• [WHAT TO WORK ON]:
Write out nothing except the lines running from the one containing "Spot the ceiling" to the last line of the data, exactly as they stand.
___ DATA LISTING ___
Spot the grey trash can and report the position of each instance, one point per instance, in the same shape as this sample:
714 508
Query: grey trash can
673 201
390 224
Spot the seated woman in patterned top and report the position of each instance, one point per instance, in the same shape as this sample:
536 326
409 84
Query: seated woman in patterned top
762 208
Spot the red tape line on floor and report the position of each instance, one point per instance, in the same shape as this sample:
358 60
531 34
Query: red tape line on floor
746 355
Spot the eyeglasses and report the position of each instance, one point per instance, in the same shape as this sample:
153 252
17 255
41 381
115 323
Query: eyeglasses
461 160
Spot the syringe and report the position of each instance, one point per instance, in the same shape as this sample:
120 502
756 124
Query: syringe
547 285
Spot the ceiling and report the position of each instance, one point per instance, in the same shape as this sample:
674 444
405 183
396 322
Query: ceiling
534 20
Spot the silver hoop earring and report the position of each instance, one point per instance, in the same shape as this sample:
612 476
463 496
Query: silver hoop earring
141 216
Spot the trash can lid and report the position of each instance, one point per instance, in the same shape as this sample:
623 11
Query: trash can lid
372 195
___
• [THE ANSWER]:
Spot the ceiling and report the position of each instance, one point per instance, in the same shape as this sample:
674 444
405 183
396 322
Query: ceiling
534 20
Spot the silver hoop earring and report the position of each instance, one point per instance, in the same shape as this sample:
612 476
463 496
Query: silver hoop earring
141 216
Spot the trash can lid and report the position of each instance, one point per instance, in the same shape as this sample:
623 11
Query: trash can lid
372 195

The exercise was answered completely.